▶ [EXCERPT]
And consider that Hidden Lake Gardens runs with a staff (including the mowers) of six full-timers and about 25 seasonal workers, as well as a number of volunteers who run the gift shop and do some of the gardening. The gardens’ budget is about $1 million, Courtney says, and that includes endowments for the hosta and conifer collections. The rest comes from donations, whatever comes in with the $3 entry fee and things like copyright payments for two kinds of trees. MSU is on the hook for Courtney’s salary and infrastructure, such as taking care of the roadways.

The gardens might not be too close to East Lansing, but it is not forgotten. When MSU horticulturists find they’ve got too many trees around, they might move them over to Hidden Lake Gardens. They’re also working on some new shrub specimens and on cultivating some of the trees with interesting characteristics that are already on the grounds.

And there is other research going on. In the past, a drug company used trees on the ground in their study of the breast cancer drug Taxol, says Courtney. Currently, traps have been set out to see if a new insect pest, the sirex woodwasp, has made it into the area.

Though last week was the first time I’d been to Hidden Lake Gardens, I’ve resolved to come back in the spring to see the corridor of crabapples and lilacs blooming. In the fall, I want to see the colors on the sweet gum and the tupelo trees by the conservatory. And there are a number of sassafras and maples – Mr. Fee had one grove of sugar maples, now towering over everything else, specifically planted in the woods.

And winter will be the time to really see those conifers again.

For Something Completely Different: Dead Beetle Giveaway

The only people who don’t hate Japanese beetles are people who have never had them around.

The iridescent green-and-brown bugs look kind of interesting – until you see hundreds, or even thousands of them, on the plants in your yard doing the two things they have evolved to do: Eating the leaves and, let’s say, reproducing.

▶ [DATASET CONTENT]
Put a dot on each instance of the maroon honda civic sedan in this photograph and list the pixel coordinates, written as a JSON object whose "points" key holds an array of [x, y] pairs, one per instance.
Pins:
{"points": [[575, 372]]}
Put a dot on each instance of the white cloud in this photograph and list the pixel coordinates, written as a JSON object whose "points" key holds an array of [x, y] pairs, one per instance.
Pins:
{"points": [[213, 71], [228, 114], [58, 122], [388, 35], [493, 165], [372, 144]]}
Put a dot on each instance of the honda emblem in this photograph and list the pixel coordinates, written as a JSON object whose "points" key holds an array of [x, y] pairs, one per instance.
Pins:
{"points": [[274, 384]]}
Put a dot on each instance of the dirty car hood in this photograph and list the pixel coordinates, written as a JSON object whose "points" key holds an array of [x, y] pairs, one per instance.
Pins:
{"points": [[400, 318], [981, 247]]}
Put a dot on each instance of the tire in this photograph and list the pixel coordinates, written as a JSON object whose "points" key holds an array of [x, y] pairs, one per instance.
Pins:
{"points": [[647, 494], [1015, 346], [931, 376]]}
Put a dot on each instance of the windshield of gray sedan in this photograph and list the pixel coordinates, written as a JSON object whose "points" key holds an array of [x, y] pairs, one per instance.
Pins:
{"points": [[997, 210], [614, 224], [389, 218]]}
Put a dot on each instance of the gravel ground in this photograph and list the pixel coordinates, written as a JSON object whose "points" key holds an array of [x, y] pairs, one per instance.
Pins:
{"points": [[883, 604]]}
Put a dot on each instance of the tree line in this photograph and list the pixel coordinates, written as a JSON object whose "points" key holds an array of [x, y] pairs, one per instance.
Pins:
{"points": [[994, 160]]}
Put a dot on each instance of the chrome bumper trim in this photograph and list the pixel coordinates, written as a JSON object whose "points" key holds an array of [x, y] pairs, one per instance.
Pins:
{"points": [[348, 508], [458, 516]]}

▶ [EXERCISE TASKS]
a. In the Hidden Lake Gardens excerpt, what new insect pest are the traps meant to detect?
b. Print the part of the Hidden Lake Gardens excerpt starting at "And there is" and ending at "had them around.".
Rely only on the Hidden Lake Gardens excerpt for what comes next, not on the records.

▶ [PER-TASK ANSWERS]
a. The sirex woodwasp.

b.
And there is other research going on. In the past, a drug company used trees on the ground in their study of the breast cancer drug Taxol, says Courtney. Currently, traps have been set out to see if a new insect pest, the sirex woodwasp, has made it into the area.

Though last week was the first time I’d been to Hidden Lake Gardens, I’ve resolved to come back in the spring to see the corridor of crabapples and lilacs blooming. In the fall, I want to see the colors on the sweet gum and the tupelo trees by the conservatory. And there are a number of sassafras and maples – Mr. Fee had one grove of sugar maples, now towering over everything else, specifically planted in the woods.

And winter will be the time to really see those conifers again.

For Something Completely Different: Dead Beetle Giveaway

The only people who don’t hate Japanese beetles are people who have never had them around.